Selected passage:
>>>

Sharks to Spring - A picture tells a thousand words.

This old saying is so apt, probably even more so in a digital world when an image can be included at the flip of a finger. At CCETv we use this “Sharks” image when we want to make the point about the dangers of climate change. We would love to credit the creator, but we cannot find them. Even after our own extensive research and the long efforts of an expert who helped us to find the origins. She found that many saw and used the image but no one knew of its origins. So, we are asking anyone who views this image to join the detecting brigade, as we want to give credit to the imaginative creator.

The “Sharks” image wonderfully illustrates the world’s present predicament: the swimmer of mankind is frantically trying to evade the dangers of the biggest pandemic for over 100 years but ready to snap that one up is the potential Economic Crisis; lurking underneath are the massive jaws of Climate Change to end it all. Fortunately, our scientists seem to have solved the Covid 19 problem with several vaccinations. The second shark can be avoided by putting money into the sustainability economy especially into the “green-collar work force” (thank you Rt Hon Alok Sharma MP for reusing Al Gore’s phrase), which could then prevent the biggest jaws of all unless we take action.

<<<

Exercise instructions:
Answer these questions from the text about the "Sharks" image:
1. What point does CCETv use the image to make?
2. According to the text, what did scientists use to seem to solve the Covid 19 problem?
3. Whose phrase, "green-collar work force," does the text say was reused?

Dataset entries:
>>>

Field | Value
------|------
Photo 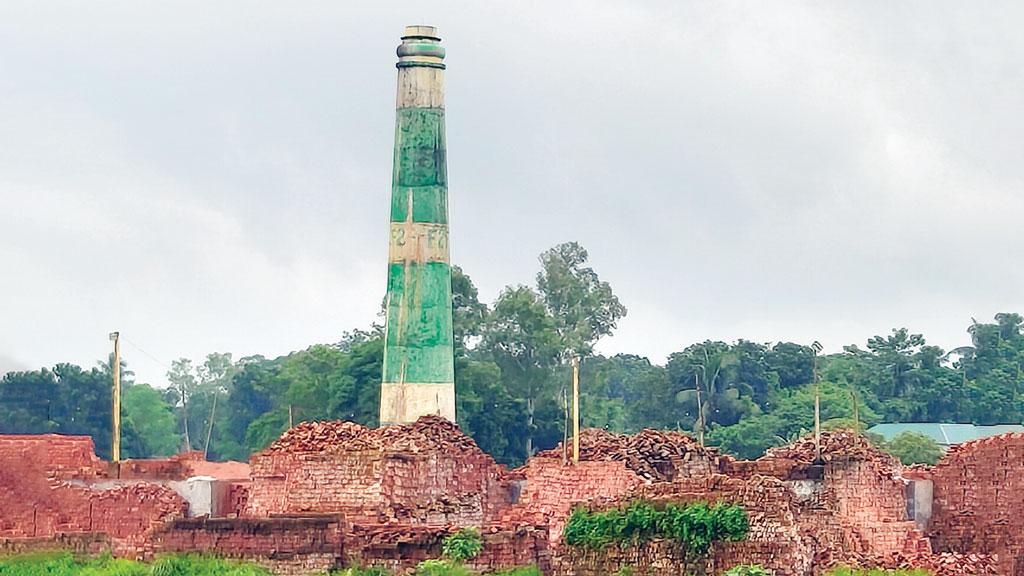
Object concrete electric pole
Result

<<<

Response box:
1. The dangers of climate change.
2. Several vaccinations.
3. Al Gore's.